# Problème à résoudre
Reproduisez intégralement le passage sur les mots disparus du français, sans en modifier un seul caractère.

# Passage extrait
━━━━━━━━━━━━━━━━
Les mots meurent parce que les usages qu’ils désignent sont abandonnés…

Entre glissements de sens et vocables tombés dans l’oubli, le français a perdu de sa superbe en quatre siècles. Que sont devenus les mots d’antan ?

Une idée simple et efficace consiste à ouvrir un dictionnaire ancien, et à cocher les mots qui sont complètement ignorés de nos jours. Les pertes, les oublis, les changements de sens que l’on constate alors témoignent à l’évidence de la marche de la langue au fil des siècles. C’est l’exercice auquel s’est brillamment livré Jean-Marc Mandosio avec le Dictionnaire universel d’Antoine Furetière publié pour la première fois en 1690, sous le règne de Mme de Maintenon. Le résultat s’intitule Les Mots obsolètes ; il marque clairement, avec humour, le chemin parcouru par le lexique français au cours de ces tumultueux trois cents ans.
━━━━━━━━━━━━━━━━
# Données fournies
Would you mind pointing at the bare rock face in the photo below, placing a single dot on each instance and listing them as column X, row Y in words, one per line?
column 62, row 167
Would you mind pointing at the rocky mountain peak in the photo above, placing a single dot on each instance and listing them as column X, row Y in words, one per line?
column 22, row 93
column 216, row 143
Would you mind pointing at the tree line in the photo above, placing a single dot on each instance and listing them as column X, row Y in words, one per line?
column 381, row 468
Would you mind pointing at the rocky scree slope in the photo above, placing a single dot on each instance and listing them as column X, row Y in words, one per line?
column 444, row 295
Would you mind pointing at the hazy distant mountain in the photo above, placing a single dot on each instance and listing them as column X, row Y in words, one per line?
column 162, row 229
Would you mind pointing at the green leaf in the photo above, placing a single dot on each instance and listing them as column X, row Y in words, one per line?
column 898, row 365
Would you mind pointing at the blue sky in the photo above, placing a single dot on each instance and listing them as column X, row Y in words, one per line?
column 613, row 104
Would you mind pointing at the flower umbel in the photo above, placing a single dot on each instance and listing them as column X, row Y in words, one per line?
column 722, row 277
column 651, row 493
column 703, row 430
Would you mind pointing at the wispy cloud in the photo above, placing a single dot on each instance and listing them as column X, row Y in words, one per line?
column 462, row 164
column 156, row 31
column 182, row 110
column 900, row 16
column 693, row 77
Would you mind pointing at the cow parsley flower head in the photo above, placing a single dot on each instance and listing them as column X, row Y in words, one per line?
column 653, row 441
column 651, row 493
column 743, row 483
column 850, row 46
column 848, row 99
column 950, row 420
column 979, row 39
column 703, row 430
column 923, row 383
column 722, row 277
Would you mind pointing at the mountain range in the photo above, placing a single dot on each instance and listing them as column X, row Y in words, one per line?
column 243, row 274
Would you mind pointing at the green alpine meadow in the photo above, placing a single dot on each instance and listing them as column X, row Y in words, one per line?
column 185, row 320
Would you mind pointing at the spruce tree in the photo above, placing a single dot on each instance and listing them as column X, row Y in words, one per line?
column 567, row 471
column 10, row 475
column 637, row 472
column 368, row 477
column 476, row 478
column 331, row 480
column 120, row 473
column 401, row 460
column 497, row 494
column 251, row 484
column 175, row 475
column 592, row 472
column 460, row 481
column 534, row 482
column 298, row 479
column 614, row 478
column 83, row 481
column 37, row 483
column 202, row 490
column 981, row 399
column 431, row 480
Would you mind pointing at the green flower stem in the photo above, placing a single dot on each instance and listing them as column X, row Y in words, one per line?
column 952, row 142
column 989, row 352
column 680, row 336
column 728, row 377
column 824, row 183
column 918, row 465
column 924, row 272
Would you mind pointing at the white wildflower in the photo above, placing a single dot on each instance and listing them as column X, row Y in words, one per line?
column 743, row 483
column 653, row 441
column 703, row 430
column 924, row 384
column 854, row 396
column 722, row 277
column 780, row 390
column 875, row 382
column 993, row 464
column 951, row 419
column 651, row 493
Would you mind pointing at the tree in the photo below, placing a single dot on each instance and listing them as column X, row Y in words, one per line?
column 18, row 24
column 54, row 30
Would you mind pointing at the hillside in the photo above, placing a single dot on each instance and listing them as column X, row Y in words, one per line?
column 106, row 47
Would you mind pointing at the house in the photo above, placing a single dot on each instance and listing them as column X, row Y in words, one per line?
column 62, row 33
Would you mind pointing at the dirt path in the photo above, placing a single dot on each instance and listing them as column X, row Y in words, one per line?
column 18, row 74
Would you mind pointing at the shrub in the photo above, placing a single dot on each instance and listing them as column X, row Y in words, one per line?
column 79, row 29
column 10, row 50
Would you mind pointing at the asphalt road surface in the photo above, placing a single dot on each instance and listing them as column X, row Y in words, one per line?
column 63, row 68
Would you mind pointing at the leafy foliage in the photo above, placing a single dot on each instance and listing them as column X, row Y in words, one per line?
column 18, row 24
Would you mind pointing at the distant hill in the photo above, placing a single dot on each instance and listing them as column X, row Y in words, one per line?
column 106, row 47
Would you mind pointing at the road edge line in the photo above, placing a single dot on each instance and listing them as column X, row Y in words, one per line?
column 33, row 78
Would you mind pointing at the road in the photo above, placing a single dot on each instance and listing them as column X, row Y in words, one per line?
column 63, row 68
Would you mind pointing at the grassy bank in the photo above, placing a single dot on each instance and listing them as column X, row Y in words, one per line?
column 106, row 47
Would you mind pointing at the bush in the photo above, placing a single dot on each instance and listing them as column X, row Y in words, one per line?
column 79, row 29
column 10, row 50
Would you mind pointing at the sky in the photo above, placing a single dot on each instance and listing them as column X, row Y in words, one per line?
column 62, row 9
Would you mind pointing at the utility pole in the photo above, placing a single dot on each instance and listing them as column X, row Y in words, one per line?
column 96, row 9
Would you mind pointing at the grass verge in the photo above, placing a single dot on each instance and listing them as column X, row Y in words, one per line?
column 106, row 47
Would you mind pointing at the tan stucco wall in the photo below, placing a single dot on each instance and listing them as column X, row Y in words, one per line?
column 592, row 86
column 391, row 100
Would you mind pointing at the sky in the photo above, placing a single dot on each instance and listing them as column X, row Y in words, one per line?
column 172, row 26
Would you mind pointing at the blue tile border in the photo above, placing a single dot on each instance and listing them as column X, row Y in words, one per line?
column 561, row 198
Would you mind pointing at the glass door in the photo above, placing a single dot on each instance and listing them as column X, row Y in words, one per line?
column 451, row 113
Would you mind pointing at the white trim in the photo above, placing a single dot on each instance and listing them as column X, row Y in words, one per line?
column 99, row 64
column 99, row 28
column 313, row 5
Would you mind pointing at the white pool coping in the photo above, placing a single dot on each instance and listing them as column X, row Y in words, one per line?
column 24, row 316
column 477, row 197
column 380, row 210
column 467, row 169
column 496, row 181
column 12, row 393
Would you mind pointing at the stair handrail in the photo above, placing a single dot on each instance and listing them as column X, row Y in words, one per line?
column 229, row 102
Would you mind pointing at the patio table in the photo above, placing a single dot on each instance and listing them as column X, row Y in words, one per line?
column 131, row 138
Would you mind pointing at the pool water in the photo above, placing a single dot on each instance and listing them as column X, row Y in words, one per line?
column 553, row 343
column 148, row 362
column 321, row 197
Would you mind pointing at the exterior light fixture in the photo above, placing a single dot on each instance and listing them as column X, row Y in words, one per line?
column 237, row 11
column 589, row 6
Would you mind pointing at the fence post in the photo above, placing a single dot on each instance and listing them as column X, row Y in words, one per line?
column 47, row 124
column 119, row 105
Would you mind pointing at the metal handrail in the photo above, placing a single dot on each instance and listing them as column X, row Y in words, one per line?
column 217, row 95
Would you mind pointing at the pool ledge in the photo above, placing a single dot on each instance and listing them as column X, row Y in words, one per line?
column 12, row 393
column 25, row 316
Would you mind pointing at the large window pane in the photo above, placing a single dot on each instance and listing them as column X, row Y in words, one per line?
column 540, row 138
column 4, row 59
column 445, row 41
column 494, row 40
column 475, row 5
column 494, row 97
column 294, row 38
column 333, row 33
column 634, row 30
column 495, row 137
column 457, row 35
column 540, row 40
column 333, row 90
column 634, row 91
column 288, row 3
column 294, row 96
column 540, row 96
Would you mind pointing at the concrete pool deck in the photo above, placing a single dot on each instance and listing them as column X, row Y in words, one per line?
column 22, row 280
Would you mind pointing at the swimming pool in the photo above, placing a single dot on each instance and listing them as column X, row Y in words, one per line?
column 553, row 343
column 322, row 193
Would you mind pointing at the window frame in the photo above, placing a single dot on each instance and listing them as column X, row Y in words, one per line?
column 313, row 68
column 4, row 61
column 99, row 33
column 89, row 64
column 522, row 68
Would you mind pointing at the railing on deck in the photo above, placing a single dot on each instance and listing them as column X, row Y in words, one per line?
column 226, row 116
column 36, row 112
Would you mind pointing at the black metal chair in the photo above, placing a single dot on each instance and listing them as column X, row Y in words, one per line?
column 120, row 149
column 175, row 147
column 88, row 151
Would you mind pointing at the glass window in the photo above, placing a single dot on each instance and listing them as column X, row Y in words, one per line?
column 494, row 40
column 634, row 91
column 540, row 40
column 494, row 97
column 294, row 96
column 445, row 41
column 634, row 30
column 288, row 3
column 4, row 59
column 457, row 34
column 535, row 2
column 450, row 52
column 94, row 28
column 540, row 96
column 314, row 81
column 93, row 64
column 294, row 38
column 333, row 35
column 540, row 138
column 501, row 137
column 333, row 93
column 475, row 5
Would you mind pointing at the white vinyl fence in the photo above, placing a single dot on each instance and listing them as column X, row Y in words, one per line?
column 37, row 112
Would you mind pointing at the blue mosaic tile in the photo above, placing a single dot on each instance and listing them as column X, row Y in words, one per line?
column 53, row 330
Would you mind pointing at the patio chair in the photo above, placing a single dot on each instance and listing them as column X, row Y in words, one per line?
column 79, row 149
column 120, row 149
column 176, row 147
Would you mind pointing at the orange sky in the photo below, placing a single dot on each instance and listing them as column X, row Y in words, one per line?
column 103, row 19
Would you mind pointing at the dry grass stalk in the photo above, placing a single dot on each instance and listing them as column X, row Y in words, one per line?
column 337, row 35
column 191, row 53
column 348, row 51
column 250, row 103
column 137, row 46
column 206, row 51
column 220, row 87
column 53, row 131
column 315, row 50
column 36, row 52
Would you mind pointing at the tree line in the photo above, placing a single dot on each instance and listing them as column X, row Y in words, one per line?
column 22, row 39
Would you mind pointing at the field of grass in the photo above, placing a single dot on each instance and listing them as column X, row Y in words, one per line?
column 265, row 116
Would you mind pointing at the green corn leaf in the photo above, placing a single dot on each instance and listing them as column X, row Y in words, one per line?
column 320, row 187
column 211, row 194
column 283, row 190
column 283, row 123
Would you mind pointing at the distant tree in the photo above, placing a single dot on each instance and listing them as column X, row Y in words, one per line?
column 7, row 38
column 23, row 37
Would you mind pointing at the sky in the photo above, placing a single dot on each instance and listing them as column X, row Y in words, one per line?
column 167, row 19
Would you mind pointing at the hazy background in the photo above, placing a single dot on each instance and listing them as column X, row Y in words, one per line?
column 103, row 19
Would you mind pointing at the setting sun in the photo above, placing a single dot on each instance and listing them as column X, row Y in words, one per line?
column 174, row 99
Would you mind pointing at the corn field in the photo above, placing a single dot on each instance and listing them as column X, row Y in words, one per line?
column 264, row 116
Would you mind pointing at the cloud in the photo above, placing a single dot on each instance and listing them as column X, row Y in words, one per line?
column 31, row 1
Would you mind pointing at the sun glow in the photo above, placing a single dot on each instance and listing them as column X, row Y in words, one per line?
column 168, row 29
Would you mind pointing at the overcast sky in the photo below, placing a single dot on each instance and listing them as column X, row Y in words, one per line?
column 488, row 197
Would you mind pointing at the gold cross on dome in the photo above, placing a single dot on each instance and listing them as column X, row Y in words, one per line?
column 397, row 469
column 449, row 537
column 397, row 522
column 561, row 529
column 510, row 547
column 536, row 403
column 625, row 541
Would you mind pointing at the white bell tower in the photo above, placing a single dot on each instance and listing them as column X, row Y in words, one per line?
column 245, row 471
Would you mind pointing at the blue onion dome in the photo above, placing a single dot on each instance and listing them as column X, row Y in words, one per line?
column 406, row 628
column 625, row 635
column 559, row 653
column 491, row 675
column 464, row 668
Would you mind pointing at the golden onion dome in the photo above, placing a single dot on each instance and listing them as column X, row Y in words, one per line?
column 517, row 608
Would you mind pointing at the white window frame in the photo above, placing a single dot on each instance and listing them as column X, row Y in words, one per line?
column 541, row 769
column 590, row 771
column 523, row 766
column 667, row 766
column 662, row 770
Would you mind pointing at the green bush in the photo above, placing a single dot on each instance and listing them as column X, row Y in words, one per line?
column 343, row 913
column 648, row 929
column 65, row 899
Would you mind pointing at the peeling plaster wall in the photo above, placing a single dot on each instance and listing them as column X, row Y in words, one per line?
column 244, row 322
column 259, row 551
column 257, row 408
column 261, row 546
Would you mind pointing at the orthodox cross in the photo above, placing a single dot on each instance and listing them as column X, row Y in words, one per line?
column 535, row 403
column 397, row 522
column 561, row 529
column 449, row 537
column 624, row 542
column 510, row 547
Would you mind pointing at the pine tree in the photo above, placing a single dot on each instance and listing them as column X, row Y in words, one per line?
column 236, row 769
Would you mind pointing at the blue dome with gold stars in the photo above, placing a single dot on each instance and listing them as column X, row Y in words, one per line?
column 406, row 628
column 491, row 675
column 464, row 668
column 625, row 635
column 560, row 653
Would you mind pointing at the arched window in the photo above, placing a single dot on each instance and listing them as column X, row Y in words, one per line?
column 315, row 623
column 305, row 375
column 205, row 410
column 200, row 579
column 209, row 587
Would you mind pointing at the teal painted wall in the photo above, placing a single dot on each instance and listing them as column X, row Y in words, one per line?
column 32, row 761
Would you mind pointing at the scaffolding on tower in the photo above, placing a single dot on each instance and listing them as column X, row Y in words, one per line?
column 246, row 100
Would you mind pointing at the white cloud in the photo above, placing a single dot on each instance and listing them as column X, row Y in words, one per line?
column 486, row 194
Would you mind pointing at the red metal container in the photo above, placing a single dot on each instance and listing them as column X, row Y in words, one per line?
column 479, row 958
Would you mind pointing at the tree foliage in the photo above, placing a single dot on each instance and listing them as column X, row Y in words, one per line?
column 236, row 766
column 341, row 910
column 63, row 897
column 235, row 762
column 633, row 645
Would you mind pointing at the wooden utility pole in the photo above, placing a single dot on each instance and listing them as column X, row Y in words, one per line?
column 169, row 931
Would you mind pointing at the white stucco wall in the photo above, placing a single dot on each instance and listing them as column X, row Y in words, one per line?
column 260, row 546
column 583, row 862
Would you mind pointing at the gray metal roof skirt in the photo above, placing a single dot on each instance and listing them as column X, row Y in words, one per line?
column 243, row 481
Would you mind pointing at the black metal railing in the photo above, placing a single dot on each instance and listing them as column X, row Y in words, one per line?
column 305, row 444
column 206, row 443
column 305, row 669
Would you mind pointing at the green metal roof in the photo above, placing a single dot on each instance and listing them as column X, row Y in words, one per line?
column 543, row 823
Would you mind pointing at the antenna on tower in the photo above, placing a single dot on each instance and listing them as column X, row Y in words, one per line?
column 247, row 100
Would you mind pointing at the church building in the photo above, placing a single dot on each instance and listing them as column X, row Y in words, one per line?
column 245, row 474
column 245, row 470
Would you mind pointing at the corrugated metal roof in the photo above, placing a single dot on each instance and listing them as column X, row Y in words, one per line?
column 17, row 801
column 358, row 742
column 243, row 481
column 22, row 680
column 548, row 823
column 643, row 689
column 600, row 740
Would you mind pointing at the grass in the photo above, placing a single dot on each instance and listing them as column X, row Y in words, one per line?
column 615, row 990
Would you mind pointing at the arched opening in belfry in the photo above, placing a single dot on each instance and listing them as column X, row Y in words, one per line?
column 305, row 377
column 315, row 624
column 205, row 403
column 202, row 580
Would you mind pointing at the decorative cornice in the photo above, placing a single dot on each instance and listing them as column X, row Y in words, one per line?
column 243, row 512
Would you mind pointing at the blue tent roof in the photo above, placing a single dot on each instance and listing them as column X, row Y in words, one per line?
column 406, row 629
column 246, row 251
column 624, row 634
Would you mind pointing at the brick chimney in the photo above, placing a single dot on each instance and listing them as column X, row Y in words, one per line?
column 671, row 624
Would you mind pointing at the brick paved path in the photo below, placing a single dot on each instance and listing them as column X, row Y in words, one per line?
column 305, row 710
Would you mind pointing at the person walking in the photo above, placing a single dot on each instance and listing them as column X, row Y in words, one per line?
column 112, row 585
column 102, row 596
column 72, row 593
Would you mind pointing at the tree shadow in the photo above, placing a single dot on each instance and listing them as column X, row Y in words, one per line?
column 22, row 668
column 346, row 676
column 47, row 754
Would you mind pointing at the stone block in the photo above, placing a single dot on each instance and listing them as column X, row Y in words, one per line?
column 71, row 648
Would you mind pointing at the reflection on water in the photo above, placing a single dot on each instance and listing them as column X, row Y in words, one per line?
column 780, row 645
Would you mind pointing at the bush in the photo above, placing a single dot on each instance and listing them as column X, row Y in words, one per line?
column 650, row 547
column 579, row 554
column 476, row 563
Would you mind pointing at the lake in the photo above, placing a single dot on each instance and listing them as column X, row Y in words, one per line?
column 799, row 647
━━━━━━━━━━━━━━━━
# Réponse attendue
Les mots meurent parce que les usages qu’ils désignent sont abandonnés…

Entre glissements de sens et vocables tombés dans l’oubli, le français a perdu de sa superbe en quatre siècles. Que sont devenus les mots d’antan ?

Une idée simple et efficace consiste à ouvrir un dictionnaire ancien, et à cocher les mots qui sont complètement ignorés de nos jours. Les pertes, les oublis, les changements de sens que l’on constate alors témoignent à l’évidence de la marche de la langue au fil des siècles. C’est l’exercice auquel s’est brillamment livré Jean-Marc Mandosio avec le Dictionnaire universel d’Antoine Furetière publié pour la première fois en 1690, sous le règne de Mme de Maintenon. Le résultat s’intitule Les Mots obsolètes ; il marque clairement, avec humour, le chemin parcouru par le lexique français au cours de ces tumultueux trois cents ans.